::: MATERIAL SUPPLIED

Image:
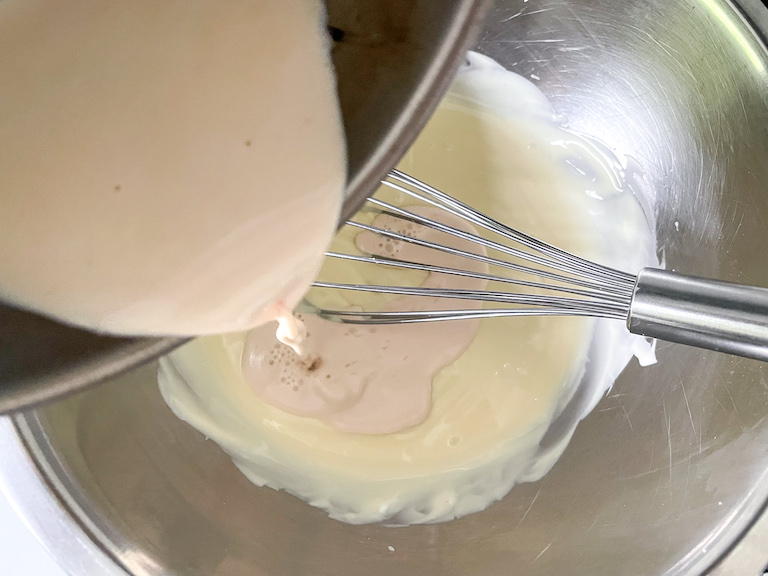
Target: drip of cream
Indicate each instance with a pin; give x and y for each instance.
(148, 154)
(504, 410)
(369, 379)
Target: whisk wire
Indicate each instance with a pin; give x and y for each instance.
(573, 286)
(439, 199)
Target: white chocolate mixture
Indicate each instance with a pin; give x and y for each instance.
(148, 160)
(503, 406)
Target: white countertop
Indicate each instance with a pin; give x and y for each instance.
(20, 552)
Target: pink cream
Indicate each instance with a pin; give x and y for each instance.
(368, 379)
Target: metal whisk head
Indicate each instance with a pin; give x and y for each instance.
(563, 283)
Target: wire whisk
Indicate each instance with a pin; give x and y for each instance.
(655, 303)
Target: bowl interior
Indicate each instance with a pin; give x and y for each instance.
(661, 478)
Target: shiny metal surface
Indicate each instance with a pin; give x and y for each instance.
(393, 61)
(720, 316)
(663, 478)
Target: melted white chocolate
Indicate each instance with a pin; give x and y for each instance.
(504, 410)
(369, 379)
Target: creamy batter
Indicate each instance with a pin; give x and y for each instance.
(369, 379)
(148, 154)
(503, 407)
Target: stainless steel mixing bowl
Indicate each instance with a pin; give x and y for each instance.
(663, 478)
(393, 60)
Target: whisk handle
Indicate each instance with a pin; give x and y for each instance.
(699, 312)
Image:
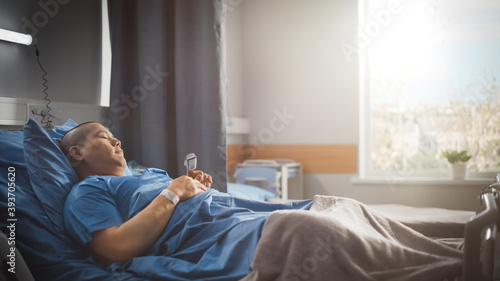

::::::

▶ **EXERCISE AIM**
Give the listing again exactly, excluding pictures.

▶ **RESULT BELOW**
Image:
Target: drip of cream
Indicate each instance with a pin; give x and y for each instance.
(148, 154)
(504, 410)
(369, 379)
Target: whisk wire
Indicate each instance with a pin; give x and y for each instance.
(573, 286)
(439, 199)
Target: white chocolate mixture
Indicate each instance with a pin; give x and y for each instance.
(148, 160)
(503, 406)
Target: white countertop
Indicate each instance with a pin; give x and y for each instance.
(20, 552)
Target: pink cream
Indicate each instance with a pin; give x and y for each instance.
(368, 379)
Target: metal whisk head
Indicate each instance with a pin; give x and y for each instance.
(563, 283)
Target: wire whisk
Indicate each instance with a pin; give x and y for each instance.
(655, 303)
Target: bowl interior
Indicate each instance with a pin; give x and y for each instance.
(661, 478)
Target: shiny metal surface
Indicate each instance with a pin; give x and y for each instance.
(393, 61)
(720, 316)
(663, 478)
Target: melted white chocolate
Indicate each instance with a pin; give x and y for each instance.
(504, 410)
(369, 379)
Target: creamy batter
Indicate each instance with a pin; give x and y for each instance.
(369, 379)
(148, 154)
(503, 407)
Target: stainless steel mixing bowl
Indicate each instance with a pin; give x and y for each instance.
(663, 478)
(393, 60)
Target: whisk handle
Indicate each instance with a pin; give x and y for each instance.
(699, 312)
Image:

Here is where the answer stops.